» Challenges
a) Name each distinct percentage that appears in the passage on share discounts.
b) Carry on the passage about share discounts, starting after its final sentence.

» Reading passage
---+---
One of the reasons behind SECP's approval of the
discount is that while passing a special resolution requires at least
75% of votes in favour, the minimum quorum for a general meeting is only
25%, therefore, a special resolution can be passed with shareholding
ranging from 18.75% to 75% or more. That is, it is possible to pass a
special resolution in favour of a discount when it is not representative
of the will of the majority. The question that who should determine the
rate of discount depends on why the shares are being issued and what is
the potential of abuse in the issue. If the issue is of right shares and
the shares are being issued for purposes other than meeting the capital
adequacy requirements, then the decision should not be of the regulator.
After all, it is shareholders' money and shareholder's company.
---+---
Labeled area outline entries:
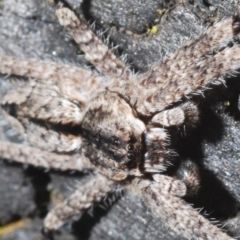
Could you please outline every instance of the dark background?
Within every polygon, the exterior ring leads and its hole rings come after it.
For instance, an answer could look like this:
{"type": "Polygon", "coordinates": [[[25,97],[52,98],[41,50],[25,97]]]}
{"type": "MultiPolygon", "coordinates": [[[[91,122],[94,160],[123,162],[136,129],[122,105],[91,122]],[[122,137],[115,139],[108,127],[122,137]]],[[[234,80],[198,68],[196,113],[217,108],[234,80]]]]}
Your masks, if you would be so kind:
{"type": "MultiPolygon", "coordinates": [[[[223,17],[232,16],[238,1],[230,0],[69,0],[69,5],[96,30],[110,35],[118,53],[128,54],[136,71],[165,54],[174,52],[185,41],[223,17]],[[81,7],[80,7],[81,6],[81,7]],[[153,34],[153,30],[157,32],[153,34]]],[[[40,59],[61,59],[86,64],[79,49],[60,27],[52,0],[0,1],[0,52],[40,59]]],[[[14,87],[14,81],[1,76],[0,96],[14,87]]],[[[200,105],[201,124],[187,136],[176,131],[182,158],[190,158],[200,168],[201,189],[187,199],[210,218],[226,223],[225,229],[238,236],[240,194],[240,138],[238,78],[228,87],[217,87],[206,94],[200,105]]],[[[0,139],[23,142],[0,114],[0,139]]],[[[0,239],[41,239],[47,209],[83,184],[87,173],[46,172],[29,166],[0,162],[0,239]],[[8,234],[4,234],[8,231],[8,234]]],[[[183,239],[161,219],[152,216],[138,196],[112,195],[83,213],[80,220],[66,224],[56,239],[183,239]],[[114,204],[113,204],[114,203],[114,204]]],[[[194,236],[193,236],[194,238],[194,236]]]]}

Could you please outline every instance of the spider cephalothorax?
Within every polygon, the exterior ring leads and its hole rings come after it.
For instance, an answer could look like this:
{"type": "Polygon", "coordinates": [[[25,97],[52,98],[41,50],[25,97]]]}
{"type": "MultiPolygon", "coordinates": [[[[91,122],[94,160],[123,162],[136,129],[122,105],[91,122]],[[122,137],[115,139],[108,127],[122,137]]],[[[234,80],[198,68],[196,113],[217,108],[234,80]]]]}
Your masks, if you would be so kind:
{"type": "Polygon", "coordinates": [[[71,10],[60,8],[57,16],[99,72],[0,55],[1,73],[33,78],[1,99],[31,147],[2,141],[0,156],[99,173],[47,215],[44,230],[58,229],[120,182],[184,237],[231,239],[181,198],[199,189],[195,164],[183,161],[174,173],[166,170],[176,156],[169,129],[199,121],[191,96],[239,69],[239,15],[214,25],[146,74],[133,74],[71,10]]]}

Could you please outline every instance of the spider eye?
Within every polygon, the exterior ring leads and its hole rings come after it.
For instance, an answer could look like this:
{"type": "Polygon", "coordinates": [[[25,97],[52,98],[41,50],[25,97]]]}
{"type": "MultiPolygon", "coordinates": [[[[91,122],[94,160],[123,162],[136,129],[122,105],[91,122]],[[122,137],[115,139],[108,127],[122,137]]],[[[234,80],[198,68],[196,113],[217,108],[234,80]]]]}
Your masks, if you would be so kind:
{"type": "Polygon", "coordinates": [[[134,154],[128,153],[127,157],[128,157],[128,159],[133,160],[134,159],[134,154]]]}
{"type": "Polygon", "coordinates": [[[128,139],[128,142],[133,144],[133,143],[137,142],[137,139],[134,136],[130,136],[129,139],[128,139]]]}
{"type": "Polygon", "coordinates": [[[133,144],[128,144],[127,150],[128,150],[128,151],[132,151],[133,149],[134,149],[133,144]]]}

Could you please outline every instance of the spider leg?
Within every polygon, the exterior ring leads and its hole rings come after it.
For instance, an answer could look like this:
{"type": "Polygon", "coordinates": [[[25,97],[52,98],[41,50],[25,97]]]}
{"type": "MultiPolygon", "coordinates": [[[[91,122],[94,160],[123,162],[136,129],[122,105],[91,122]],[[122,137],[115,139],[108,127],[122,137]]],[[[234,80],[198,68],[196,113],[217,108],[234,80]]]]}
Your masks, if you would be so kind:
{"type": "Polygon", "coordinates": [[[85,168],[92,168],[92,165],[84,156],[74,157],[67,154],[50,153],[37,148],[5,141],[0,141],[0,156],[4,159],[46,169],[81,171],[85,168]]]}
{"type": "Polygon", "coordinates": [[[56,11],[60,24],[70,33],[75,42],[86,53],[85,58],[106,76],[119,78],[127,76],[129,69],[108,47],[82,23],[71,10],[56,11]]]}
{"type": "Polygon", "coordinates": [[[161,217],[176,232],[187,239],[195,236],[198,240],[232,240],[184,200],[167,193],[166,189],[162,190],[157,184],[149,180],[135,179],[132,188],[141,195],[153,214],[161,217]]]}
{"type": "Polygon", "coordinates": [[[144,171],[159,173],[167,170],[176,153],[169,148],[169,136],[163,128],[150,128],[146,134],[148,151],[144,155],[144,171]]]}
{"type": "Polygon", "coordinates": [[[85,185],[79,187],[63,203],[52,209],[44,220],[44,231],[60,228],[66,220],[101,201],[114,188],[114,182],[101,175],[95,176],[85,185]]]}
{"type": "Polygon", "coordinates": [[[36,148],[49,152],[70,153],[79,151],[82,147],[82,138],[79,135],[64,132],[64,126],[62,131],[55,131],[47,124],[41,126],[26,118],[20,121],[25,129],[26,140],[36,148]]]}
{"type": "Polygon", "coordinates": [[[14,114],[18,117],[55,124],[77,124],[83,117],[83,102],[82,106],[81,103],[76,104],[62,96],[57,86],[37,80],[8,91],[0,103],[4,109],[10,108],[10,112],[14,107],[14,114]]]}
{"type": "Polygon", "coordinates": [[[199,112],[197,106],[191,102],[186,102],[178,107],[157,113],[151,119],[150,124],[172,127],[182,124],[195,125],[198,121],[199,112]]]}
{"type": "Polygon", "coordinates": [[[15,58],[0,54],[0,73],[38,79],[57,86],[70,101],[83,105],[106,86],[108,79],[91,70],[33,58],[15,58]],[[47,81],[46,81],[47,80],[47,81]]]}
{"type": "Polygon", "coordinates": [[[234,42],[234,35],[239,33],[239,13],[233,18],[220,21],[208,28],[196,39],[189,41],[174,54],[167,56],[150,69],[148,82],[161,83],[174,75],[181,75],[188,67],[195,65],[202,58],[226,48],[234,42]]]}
---+---
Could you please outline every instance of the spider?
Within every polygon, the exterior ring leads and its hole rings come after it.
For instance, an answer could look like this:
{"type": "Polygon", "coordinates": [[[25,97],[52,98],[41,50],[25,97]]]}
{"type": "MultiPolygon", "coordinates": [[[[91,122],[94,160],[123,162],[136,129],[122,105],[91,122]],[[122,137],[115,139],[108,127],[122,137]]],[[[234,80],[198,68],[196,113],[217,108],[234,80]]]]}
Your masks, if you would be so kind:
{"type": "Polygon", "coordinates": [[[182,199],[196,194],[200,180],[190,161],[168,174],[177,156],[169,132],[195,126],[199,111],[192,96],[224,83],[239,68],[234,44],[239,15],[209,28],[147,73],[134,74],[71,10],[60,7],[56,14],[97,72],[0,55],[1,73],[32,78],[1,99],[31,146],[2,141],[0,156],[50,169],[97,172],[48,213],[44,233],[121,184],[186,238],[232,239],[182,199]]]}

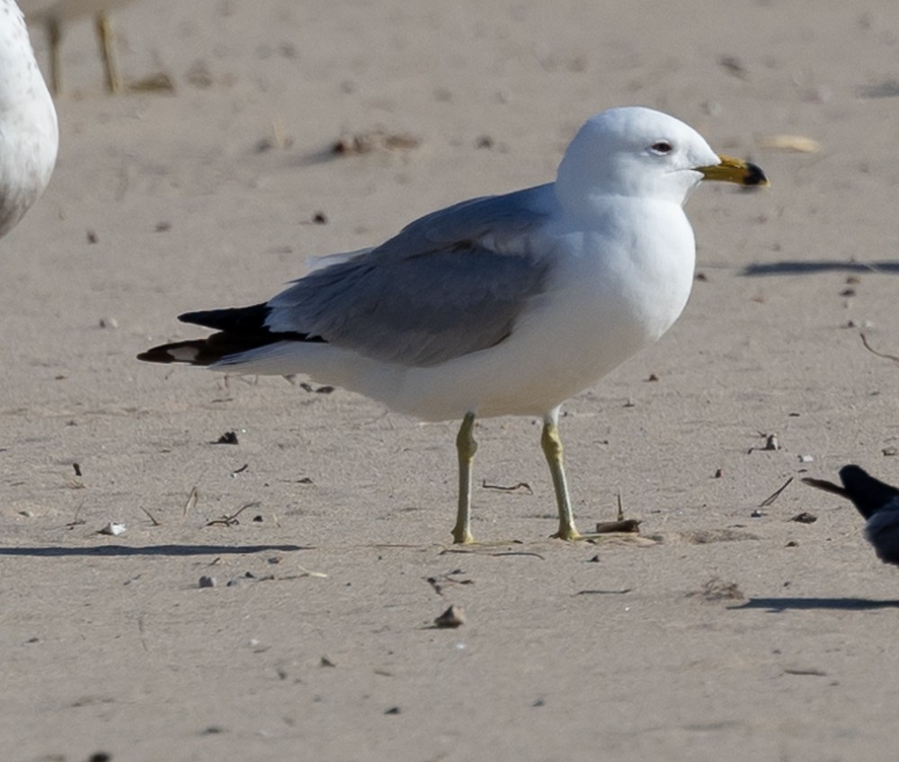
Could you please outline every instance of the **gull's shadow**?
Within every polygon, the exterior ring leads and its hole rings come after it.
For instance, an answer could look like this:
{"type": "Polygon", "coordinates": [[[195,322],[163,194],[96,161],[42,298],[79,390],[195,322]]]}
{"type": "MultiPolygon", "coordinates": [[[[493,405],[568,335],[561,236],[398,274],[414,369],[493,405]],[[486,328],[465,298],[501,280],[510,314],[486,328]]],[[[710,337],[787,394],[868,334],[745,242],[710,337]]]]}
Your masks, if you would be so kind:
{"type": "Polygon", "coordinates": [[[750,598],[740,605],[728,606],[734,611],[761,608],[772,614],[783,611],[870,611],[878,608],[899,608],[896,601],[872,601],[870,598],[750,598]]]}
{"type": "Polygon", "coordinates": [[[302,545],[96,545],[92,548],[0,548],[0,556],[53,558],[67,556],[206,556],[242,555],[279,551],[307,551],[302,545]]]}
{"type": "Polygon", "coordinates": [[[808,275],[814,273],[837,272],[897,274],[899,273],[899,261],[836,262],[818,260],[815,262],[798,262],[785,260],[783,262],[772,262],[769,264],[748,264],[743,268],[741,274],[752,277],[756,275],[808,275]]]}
---+---
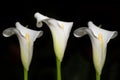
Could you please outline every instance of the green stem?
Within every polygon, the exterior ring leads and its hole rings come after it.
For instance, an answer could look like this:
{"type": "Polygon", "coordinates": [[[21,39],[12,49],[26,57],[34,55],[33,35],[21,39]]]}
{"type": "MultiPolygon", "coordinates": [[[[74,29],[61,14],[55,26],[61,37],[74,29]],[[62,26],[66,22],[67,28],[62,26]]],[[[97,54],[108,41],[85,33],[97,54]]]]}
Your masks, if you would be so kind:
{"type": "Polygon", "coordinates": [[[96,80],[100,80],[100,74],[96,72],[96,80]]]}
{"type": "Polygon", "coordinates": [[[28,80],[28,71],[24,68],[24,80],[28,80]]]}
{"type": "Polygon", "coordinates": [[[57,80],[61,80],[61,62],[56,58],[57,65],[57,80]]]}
---+---
» In response
a) 75%, 25%, 18.75%

b)
Some recent cases of a discount
Pak-Gulf Leasing Company
Sigma Leasing Corporation
Network Leasing Corporation
Prudential Commercial Bank
Determining the appropriate rate of discount from par
might be tricky but it is best left to the shareholders. The role of
government and regulators should be to promote disclosure,
accountability, and competition rather than approve specific business
decisions for shareholders. It would not be unreasonable to say that
discounts on par should be regulated only when deregulation has
substantial likelihood of abuse.
WE WOULD LIKE TO RECOMMEND THE FOLLOWING:
i. If shares are
being issued for purposes other than meeting capital adequacy and are
with a right offer, then the decision should be entirely of the
shareholder's to be taken by means of a special resolution.
ii. No discount
should be allowed until a company has met its capital adequacy
requirement. Exceptions to be decided by SECP.
iii. Discount on
issue without right offer should be approved by SECP and formulas should
be used in such cases, whenever possible.
iv. Directors and
sponsors should not underwrite any right issue without shareholders' and
SECP's prior approval.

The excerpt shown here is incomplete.